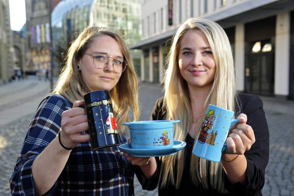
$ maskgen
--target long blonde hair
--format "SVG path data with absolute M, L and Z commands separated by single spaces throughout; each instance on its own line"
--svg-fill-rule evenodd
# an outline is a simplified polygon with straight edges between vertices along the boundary
M 101 35 L 109 36 L 118 43 L 124 60 L 127 64 L 117 83 L 110 91 L 114 115 L 120 128 L 119 133 L 124 134 L 128 132 L 127 126 L 123 126 L 122 123 L 130 121 L 129 111 L 130 108 L 133 111 L 134 120 L 137 121 L 138 118 L 138 80 L 129 47 L 119 33 L 105 28 L 96 26 L 87 27 L 84 30 L 67 50 L 65 65 L 51 94 L 60 94 L 72 103 L 83 100 L 83 95 L 90 91 L 78 69 L 77 59 L 83 57 L 95 38 Z
M 173 38 L 162 82 L 165 91 L 163 106 L 166 109 L 166 119 L 181 120 L 179 123 L 175 124 L 174 128 L 174 139 L 179 141 L 185 141 L 193 120 L 190 93 L 187 83 L 180 73 L 178 63 L 181 40 L 183 36 L 190 29 L 200 31 L 205 35 L 216 64 L 214 81 L 203 109 L 206 110 L 210 103 L 234 111 L 236 96 L 232 49 L 225 31 L 219 24 L 211 20 L 194 18 L 188 19 L 179 27 Z M 161 171 L 164 171 L 160 176 L 162 186 L 170 183 L 179 188 L 185 161 L 184 150 L 173 155 L 160 157 L 162 161 Z M 225 193 L 222 181 L 221 163 L 206 160 L 192 153 L 191 156 L 190 173 L 193 184 L 201 185 L 206 189 L 213 189 Z M 173 168 L 175 165 L 177 167 L 177 173 Z

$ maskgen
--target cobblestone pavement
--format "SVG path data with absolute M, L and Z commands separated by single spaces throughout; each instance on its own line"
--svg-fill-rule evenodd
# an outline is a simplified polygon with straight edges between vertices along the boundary
M 0 195 L 10 195 L 9 180 L 30 120 L 49 93 L 50 83 L 31 77 L 0 86 Z M 148 120 L 162 88 L 142 83 L 140 120 Z M 294 196 L 294 101 L 261 96 L 270 130 L 270 160 L 262 190 L 265 196 Z M 143 190 L 135 177 L 136 195 L 157 195 Z

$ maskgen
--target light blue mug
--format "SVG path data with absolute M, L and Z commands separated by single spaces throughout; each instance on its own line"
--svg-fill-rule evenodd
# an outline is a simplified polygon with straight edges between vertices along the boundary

● ● ●

Short task: Arrange every line of the rows above as a numbered list, omitting the blank lines and leaving out the pictures.

Solution below:
1. $ maskgen
2. --target long blonde hair
3. --format "SVG path data with absolute M, L and Z commands separated by single spaces throughout; each instance on its own line"
4. --svg-fill-rule evenodd
5. # an outline is a simplified polygon with straight edges between vertices along the boundary
6. M 101 35 L 109 36 L 118 43 L 124 60 L 127 64 L 117 83 L 110 91 L 114 115 L 120 128 L 119 133 L 124 134 L 128 132 L 127 126 L 123 126 L 122 123 L 130 121 L 129 111 L 130 108 L 133 111 L 134 120 L 137 121 L 138 118 L 138 80 L 129 47 L 119 33 L 105 28 L 96 26 L 87 27 L 84 30 L 67 50 L 65 65 L 51 94 L 60 94 L 72 103 L 83 100 L 83 95 L 90 91 L 78 69 L 77 59 L 83 57 L 95 38 Z
7. M 173 38 L 162 82 L 165 91 L 163 106 L 166 109 L 166 119 L 181 120 L 179 123 L 175 124 L 174 128 L 174 139 L 179 141 L 185 141 L 193 120 L 190 93 L 187 83 L 180 73 L 178 63 L 181 40 L 183 36 L 190 29 L 200 31 L 205 35 L 216 64 L 214 81 L 203 109 L 206 110 L 210 103 L 234 111 L 236 96 L 232 49 L 225 31 L 219 24 L 211 20 L 194 18 L 188 19 L 179 27 Z M 161 171 L 164 171 L 160 176 L 162 186 L 170 183 L 179 188 L 185 161 L 184 150 L 173 155 L 160 157 L 162 161 Z M 225 193 L 222 181 L 221 163 L 206 160 L 192 153 L 191 156 L 190 173 L 193 184 L 201 185 L 206 189 L 213 189 Z M 173 168 L 175 165 L 177 167 L 177 173 Z
8. $ maskgen
9. --target cobblestone pavement
10. --format "SVG path data with absolute M, L and Z commands separated by single spaces throughout; each instance on its own line"
11. --svg-fill-rule evenodd
12. # an outline is a simplified polygon with straight edges between vertices along the boundary
13. M 0 195 L 10 195 L 9 180 L 30 120 L 49 93 L 50 83 L 31 77 L 0 86 Z M 148 120 L 162 88 L 142 83 L 140 120 Z M 294 196 L 294 101 L 261 96 L 270 130 L 270 160 L 262 190 L 265 196 Z M 143 190 L 135 177 L 136 195 L 157 195 Z
14. $ maskgen
15. --target light blue mug
16. --format "SVG path data with absolute M, L and Z commands separated by single spaces throughout; each instance on its own line"
17. --svg-fill-rule evenodd
18. # an outline is a simplified polygon with straight edges between vertices along the boundary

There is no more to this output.